● Aim
Please reproduce every line of the records below without any change.

● Material provided
○ ○ ○ ○ ○ ○ ○

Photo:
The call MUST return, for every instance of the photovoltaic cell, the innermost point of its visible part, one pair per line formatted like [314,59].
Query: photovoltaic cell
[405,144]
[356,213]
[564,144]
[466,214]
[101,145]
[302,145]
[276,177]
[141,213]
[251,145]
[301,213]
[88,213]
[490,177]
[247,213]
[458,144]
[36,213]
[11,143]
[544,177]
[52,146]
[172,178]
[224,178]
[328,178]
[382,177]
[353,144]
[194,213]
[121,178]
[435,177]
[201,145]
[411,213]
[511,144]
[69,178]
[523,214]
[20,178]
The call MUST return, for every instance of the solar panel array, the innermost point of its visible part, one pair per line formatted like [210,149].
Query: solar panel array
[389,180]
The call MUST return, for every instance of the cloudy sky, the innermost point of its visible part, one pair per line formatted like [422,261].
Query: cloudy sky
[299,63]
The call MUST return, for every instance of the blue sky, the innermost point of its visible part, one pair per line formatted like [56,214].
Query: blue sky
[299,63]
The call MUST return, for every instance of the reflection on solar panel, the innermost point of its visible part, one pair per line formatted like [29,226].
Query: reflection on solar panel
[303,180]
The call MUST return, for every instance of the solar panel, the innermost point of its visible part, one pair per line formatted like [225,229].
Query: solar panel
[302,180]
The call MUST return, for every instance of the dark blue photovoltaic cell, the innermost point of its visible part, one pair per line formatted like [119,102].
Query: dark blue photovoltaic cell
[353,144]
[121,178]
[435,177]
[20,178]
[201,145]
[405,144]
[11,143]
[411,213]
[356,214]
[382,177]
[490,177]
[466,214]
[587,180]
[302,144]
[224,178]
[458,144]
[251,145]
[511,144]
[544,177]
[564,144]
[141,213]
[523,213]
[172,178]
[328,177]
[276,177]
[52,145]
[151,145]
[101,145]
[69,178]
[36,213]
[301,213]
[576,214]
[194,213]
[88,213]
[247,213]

○ ○ ○ ○ ○ ○ ○

● Solution
Photo:
The call MUST return, for every instance of the photovoltaic cell, the innermost point of its visible part, one pair per line formatted like [314,59].
Query: photovoltaic cell
[405,144]
[356,213]
[564,144]
[466,214]
[101,145]
[302,145]
[276,177]
[141,213]
[251,145]
[301,213]
[88,213]
[490,177]
[247,213]
[458,144]
[36,213]
[11,143]
[544,177]
[52,146]
[172,178]
[224,178]
[328,178]
[382,177]
[353,144]
[194,213]
[121,178]
[435,177]
[201,145]
[411,213]
[511,144]
[69,178]
[523,214]
[20,178]
The call MUST return, for every instance of the solar panel array, the innermost point of its visible part, one pair per line formatted like [210,149].
Query: solar panel array
[389,180]
The call MUST return, for every instance of the cloudy sky, the innermost point of its visible part, one pair per line formatted like [422,261].
Query: cloudy sky
[299,63]
The call MUST return, for every instance of the blue sky, the innermost point of its visible part, one pair per line formatted like [56,214].
Query: blue sky
[299,63]
The call MUST return, for every instance of the reflection on solar panel, the innermost point of its visible part, one pair per line formatted like [29,226].
Query: reflection on solar panel
[303,180]
The call MUST return, for every instance of the solar panel, the innermost point of its visible part, one pair per line formatted like [225,229].
Query: solar panel
[302,180]
The call MUST return, for every instance of the dark blue photovoltaic cell, the innermost point of its visible part, one pair per line formatted like [119,102].
Query: dark blue photovoltaic cell
[353,144]
[121,178]
[435,177]
[20,178]
[201,145]
[405,144]
[11,143]
[411,213]
[356,214]
[382,177]
[490,177]
[466,214]
[587,180]
[302,144]
[224,178]
[458,144]
[251,145]
[511,144]
[544,177]
[564,144]
[141,213]
[523,213]
[172,178]
[328,177]
[276,177]
[52,145]
[151,145]
[101,145]
[69,178]
[36,213]
[301,213]
[576,214]
[194,213]
[88,213]
[247,213]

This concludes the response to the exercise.